Tasks »
**a.** Name every city mentioned in the text on Leo Perutz, listing each only once.
**b.** Copy out the text on Leo Perutz word for word, from "Leo Perutz 1882-1957" to "and popular acclaim.".

Leo Perutz 1882-1957
(Full name Leopold Perutz) Austrian novelist, short story and novella writer, and dramatist.
Although Perutz's writings include short stories, novellas, and at least one published play, the international reputation he enjoyed during the 1920s and 1930s stemmed primarily from his novels, which include suspense-filled psychological dramas and meticulously constructed historical tales set in Europe during periods of political and cultural conflict. Forced into exile when Hitler came to power in Austria, Perutz published to a diminished audience following World War II, yet he remained convinced that his fiction would become widely read once again. Recent decades have proven him right: since the late 1950s, a growing number of Perutz's works have been translated and reissued to critical and popular acclaim.
Perutz was born in 1882 to wealthy Jewish parents in Prague, when the city was part of the Austro-Hungarian Empire. When his father's business was destroyed by fire in 1889, the family emigrated to Vienna, Austria, where Perutz and a group of fellow students at the Erzherzog Rainer-Real-Gymnasium launched a literary club called the "Freilicht" (Free Light), which served as a forum for the reading and discussion of their writings. This early affinity for literature notwithstanding, Perutz studied mathematics before becoming a respected insurance actuary. In 1915 he published his first novel, Die dritte Kugel. Later that year, Perutz enlisted in the army. A chest wound cut short his active duty in 1916, and he served out his assignment writing war reports from the military press headquarters in Vienna. Perutz wrote prolifically during the next two decades, producing more than a dozen novels. Newspapers vied for the right to serialize his stories and novellas, and many of his works were translated into foreign languages. In 1938, upon Hitler's annexation of Austria to Germany, Perutz fled with other Jews to Tel Aviv, Palestine. The difficulties of writing in exile and his isolation from German-language readers severely affected Perutz's literary output and reduced his reading audience. He struggled to produce two more novels, only one of which was published during his lifetime. In 1957, while visiting friends in Austria, Perutz died of a heart attack; his final novel was published posthumously in 1959.

Data rows »
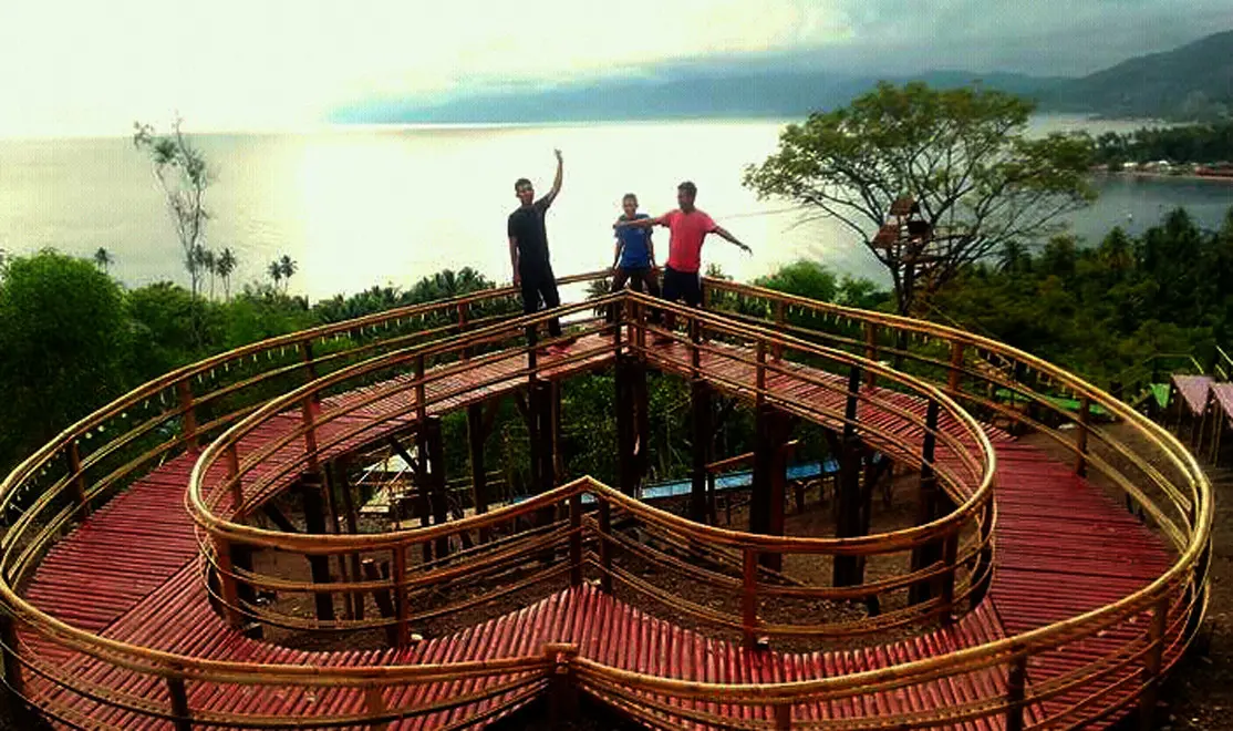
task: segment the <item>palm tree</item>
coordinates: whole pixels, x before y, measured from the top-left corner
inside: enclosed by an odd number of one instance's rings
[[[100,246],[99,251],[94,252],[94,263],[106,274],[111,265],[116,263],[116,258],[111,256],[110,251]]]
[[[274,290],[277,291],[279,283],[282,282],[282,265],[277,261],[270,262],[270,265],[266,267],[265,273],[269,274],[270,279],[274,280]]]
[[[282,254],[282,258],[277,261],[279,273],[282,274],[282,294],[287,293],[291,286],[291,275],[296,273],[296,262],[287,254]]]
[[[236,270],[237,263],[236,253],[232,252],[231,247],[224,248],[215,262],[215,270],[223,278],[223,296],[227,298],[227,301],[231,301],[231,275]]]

==

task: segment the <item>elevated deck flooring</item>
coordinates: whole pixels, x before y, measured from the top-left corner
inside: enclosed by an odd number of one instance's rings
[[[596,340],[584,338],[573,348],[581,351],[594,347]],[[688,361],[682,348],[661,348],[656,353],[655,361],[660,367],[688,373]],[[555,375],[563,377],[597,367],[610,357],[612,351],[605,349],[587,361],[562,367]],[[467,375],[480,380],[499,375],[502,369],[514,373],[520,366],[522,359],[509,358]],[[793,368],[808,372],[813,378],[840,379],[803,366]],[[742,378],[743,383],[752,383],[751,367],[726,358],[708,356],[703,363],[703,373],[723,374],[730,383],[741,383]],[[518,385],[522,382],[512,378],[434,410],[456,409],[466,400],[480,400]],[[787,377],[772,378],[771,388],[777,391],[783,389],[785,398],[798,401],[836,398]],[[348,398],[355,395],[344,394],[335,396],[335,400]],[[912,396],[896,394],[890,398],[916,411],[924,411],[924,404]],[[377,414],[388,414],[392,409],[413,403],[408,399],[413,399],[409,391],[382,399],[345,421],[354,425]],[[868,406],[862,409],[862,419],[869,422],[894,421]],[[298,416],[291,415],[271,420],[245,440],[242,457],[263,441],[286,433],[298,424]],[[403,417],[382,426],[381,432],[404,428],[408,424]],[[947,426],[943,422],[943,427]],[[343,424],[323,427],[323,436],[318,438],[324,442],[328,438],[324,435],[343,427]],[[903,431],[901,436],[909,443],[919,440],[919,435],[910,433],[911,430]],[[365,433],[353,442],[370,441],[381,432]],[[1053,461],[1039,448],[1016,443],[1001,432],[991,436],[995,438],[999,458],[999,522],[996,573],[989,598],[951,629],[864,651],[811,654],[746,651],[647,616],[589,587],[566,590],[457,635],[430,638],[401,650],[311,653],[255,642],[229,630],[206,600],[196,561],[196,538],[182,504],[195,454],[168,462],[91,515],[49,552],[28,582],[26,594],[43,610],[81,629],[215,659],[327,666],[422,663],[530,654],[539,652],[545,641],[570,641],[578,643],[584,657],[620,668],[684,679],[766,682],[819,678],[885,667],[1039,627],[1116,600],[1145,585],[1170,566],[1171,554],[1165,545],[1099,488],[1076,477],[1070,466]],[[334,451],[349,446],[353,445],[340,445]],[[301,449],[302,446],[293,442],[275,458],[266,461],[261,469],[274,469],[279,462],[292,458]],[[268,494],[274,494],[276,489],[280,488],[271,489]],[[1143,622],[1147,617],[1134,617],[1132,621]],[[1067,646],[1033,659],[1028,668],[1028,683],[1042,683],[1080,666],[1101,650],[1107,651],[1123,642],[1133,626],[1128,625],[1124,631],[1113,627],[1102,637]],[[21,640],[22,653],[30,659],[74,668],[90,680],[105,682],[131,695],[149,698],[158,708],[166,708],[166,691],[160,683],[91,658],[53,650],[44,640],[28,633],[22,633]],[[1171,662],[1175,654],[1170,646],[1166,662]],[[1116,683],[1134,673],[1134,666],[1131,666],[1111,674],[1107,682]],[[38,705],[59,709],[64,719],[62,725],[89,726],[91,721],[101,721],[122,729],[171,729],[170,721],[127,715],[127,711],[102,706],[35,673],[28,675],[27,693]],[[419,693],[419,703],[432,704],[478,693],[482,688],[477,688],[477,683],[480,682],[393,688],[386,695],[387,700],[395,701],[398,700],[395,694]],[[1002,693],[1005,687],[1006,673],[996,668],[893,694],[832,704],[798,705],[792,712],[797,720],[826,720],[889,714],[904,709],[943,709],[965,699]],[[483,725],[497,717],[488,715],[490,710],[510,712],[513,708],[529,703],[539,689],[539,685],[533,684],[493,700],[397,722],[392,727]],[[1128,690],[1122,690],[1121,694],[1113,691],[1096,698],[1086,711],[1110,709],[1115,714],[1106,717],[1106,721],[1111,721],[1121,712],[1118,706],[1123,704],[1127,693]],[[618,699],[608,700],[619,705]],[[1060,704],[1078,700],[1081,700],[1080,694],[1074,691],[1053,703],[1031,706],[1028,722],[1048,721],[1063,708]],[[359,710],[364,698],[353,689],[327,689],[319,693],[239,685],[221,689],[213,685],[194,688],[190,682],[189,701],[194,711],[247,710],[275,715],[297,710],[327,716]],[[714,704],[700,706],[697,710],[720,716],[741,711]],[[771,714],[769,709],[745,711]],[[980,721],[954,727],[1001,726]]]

==

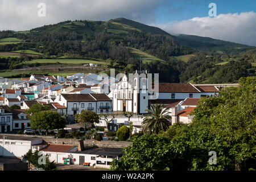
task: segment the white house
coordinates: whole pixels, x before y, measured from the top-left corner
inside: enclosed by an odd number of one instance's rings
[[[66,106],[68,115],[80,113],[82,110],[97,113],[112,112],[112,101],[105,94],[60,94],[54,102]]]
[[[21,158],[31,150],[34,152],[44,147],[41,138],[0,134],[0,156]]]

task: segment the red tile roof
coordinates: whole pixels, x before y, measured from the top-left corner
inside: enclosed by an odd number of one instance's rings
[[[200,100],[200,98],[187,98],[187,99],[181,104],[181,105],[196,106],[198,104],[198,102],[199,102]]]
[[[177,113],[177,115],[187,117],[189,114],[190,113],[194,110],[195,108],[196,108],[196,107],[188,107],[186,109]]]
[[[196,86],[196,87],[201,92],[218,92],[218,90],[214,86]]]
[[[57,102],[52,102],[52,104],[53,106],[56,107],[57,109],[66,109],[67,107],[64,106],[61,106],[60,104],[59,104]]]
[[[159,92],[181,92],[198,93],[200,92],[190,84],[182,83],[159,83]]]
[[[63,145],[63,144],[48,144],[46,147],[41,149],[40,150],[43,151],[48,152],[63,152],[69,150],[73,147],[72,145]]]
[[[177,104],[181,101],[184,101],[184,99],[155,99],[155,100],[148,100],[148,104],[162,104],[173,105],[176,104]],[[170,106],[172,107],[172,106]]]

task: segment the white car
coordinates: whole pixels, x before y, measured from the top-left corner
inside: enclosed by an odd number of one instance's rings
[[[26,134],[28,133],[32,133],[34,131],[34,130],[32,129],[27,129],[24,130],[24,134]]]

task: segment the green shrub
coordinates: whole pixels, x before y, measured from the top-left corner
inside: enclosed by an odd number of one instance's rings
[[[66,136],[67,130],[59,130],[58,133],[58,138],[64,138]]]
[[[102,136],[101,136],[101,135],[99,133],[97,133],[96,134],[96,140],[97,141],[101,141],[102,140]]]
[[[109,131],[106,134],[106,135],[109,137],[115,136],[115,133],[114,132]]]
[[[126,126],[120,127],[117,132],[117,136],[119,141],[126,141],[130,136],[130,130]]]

The solutions »
**a.** Prague, Vienna, Tel Aviv

**b.**
Leo Perutz 1882-1957
(Full name Leopold Perutz) Austrian novelist, short story and novella writer, and dramatist.
Although Perutz's writings include short stories, novellas, and at least one published play, the international reputation he enjoyed during the 1920s and 1930s stemmed primarily from his novels, which include suspense-filled psychological dramas and meticulously constructed historical tales set in Europe during periods of political and cultural conflict. Forced into exile when Hitler came to power in Austria, Perutz published to a diminished audience following World War II, yet he remained convinced that his fiction would become widely read once again. Recent decades have proven him right: since the late 1950s, a growing number of Perutz's works have been translated and reissued to critical and popular acclaim.